* Instructions to follow: Count the lines in the records below that contain the string "skyscraper", treating uppercase and lowercase as different. Give only the number.

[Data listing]
-*-*-

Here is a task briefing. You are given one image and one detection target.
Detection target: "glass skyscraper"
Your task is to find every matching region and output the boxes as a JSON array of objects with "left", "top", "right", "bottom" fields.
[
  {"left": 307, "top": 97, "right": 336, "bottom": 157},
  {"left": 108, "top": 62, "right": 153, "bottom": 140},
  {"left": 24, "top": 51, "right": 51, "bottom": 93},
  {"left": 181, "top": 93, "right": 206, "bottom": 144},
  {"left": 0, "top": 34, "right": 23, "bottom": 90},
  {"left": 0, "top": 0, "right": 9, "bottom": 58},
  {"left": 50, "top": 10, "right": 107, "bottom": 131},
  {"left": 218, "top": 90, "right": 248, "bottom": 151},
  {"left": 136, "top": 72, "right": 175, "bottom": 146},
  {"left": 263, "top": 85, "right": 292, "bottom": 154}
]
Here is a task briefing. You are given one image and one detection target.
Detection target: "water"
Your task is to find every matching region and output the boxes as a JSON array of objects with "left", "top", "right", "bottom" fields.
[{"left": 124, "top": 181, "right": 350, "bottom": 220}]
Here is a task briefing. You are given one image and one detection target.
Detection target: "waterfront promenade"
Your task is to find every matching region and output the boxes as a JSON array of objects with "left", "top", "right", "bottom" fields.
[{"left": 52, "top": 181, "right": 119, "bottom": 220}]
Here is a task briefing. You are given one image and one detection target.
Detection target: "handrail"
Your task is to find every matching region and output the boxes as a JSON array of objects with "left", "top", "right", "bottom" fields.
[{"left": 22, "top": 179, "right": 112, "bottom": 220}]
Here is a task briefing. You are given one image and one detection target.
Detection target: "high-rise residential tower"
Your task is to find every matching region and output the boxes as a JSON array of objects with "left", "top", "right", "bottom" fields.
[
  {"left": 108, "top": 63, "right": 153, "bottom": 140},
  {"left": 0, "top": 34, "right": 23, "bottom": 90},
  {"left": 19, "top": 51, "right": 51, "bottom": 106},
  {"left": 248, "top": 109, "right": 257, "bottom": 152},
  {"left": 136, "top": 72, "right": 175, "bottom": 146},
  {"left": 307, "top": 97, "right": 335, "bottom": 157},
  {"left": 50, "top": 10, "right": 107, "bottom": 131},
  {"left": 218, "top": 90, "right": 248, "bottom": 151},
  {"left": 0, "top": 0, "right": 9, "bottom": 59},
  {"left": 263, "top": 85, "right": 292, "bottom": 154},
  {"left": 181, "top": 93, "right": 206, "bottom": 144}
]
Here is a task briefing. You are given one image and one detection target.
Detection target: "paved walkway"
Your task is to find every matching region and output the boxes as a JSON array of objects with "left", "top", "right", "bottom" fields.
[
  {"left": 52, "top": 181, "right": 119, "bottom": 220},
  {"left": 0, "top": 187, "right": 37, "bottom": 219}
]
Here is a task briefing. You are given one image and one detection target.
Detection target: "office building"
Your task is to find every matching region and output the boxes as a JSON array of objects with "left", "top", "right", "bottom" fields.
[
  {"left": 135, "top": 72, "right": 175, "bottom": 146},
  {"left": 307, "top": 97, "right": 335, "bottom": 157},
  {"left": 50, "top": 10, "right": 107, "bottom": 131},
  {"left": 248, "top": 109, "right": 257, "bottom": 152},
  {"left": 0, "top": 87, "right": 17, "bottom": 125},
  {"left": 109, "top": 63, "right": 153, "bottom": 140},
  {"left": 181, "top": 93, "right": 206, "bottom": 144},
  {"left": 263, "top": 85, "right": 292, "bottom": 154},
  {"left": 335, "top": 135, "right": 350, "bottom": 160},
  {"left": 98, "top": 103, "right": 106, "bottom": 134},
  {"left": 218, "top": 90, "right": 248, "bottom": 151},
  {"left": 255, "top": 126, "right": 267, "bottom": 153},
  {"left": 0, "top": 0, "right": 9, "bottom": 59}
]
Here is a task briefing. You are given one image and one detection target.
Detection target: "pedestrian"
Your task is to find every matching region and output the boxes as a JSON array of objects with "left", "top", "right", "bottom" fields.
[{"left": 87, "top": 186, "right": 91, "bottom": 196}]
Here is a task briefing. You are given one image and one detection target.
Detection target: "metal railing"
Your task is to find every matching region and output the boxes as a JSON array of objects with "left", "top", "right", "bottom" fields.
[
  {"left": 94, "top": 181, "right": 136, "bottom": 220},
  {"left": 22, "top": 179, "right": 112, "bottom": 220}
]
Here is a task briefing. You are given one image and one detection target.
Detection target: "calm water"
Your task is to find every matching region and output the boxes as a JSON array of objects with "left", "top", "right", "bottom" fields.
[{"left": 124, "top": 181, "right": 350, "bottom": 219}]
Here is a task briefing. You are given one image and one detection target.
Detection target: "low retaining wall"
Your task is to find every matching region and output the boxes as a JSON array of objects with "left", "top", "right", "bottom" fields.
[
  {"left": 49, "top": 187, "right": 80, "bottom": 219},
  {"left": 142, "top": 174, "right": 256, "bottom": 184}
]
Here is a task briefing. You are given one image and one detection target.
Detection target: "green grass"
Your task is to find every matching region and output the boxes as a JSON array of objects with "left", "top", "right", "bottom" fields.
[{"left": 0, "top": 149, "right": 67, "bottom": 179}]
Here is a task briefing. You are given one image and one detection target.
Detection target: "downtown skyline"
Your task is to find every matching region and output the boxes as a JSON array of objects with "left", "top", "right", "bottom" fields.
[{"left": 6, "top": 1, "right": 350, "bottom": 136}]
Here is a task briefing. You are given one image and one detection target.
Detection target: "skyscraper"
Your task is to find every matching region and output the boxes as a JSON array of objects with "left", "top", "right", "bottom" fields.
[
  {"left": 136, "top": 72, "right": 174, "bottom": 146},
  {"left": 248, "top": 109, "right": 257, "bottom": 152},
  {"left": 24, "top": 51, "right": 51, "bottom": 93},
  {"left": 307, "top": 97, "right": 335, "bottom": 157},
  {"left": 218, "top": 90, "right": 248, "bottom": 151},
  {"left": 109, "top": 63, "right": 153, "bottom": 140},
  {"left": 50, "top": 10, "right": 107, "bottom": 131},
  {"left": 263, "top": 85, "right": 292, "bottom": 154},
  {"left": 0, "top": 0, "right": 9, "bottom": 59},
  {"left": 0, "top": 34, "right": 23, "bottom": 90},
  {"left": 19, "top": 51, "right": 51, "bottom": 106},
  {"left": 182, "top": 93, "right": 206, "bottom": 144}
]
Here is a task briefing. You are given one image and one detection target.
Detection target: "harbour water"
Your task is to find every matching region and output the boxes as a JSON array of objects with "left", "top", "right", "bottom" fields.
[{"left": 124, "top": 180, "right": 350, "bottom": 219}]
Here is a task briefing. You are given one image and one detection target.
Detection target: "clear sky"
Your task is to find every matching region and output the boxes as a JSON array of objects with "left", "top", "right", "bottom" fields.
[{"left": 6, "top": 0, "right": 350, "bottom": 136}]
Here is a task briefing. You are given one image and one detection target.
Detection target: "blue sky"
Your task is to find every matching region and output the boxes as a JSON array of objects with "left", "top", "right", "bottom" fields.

-*-*-

* Reply: 2